EXERCISE INSTRUCTIONS:
Send back the entries below exactly as they appear.

RAW RECORDS:
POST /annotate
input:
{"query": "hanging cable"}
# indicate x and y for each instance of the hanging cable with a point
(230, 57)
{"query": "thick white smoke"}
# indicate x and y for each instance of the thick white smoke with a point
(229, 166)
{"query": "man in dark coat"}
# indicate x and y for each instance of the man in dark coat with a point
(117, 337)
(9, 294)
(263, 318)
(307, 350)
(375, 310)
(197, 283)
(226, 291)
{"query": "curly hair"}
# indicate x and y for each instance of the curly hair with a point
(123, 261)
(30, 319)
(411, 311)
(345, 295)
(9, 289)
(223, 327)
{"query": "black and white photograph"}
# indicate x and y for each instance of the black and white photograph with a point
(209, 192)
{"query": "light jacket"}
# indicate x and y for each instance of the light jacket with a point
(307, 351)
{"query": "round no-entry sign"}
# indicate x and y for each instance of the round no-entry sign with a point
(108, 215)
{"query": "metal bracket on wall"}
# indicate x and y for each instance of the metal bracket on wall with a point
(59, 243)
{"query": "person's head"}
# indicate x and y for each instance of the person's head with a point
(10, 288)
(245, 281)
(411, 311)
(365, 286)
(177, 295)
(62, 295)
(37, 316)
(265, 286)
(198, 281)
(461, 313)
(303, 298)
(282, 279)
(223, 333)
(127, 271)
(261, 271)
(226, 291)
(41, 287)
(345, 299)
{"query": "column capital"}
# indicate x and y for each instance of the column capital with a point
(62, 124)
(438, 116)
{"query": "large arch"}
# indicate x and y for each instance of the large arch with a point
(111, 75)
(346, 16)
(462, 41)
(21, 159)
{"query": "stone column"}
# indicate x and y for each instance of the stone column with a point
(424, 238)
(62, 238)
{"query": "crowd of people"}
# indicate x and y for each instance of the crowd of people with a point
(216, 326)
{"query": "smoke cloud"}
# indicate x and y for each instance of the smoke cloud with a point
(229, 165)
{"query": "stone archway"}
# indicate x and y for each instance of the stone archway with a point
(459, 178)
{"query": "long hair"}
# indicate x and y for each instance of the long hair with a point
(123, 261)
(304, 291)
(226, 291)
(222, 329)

FULL RESPONSE:
POST /annotate
input:
{"query": "hanging cable"}
# indicate x and y for each instance of the hanging cable with a point
(230, 57)
{"query": "thick white smoke"}
# indicate x and y for each instance of the thick white smoke with a point
(229, 166)
{"query": "man in dark coat"}
# indicate x and y for each instance of the man in dark coat with a point
(117, 337)
(9, 294)
(263, 318)
(307, 350)
(375, 310)
(197, 283)
(226, 291)
{"query": "curly hair"}
# indicate x and y for each instance of the curly hair with a point
(123, 261)
(30, 319)
(411, 311)
(345, 295)
(9, 289)
(223, 327)
{"query": "black and white photograph"}
# indicate x and y for each instance of the black and white photograph with a point
(209, 192)
{"query": "light jacket"}
# indicate x and y for each instance of the light jacket with a point
(307, 351)
{"query": "round no-entry sign"}
# indicate x and y for each instance of the round no-entry sign with a point
(108, 215)
{"query": "metal bracket on wall"}
# indicate x and y for each instance of the metal bracket on wall with a point
(59, 243)
{"query": "person's head"}
# indicate x and y for each instance of the person's head with a point
(10, 288)
(245, 281)
(411, 311)
(365, 286)
(177, 295)
(62, 295)
(37, 316)
(265, 286)
(198, 281)
(461, 313)
(303, 298)
(282, 279)
(223, 333)
(127, 271)
(261, 271)
(226, 291)
(41, 287)
(345, 299)
{"query": "column capital"}
# indicate x and y for each instance of the column capital with a point
(62, 124)
(438, 116)
{"query": "large arch"}
# indicate x and y for each instance of the large arch with a point
(111, 75)
(346, 16)
(462, 41)
(21, 159)
{"query": "stone column"}
# indicate x and y for each instance of the stone column with a point
(424, 238)
(62, 238)
{"query": "crowd of people"}
# indicate x and y for each instance of the crowd of people with a point
(216, 326)
{"query": "smoke cloud"}
# indicate x and y for each instance of the smoke cloud with a point
(229, 165)
{"query": "stone archway"}
# indicate x and y for each instance of the stone archway with a point
(459, 178)
{"query": "long hair"}
# indicate x and y for each instance of the long hair with a point
(123, 261)
(304, 291)
(226, 291)
(222, 329)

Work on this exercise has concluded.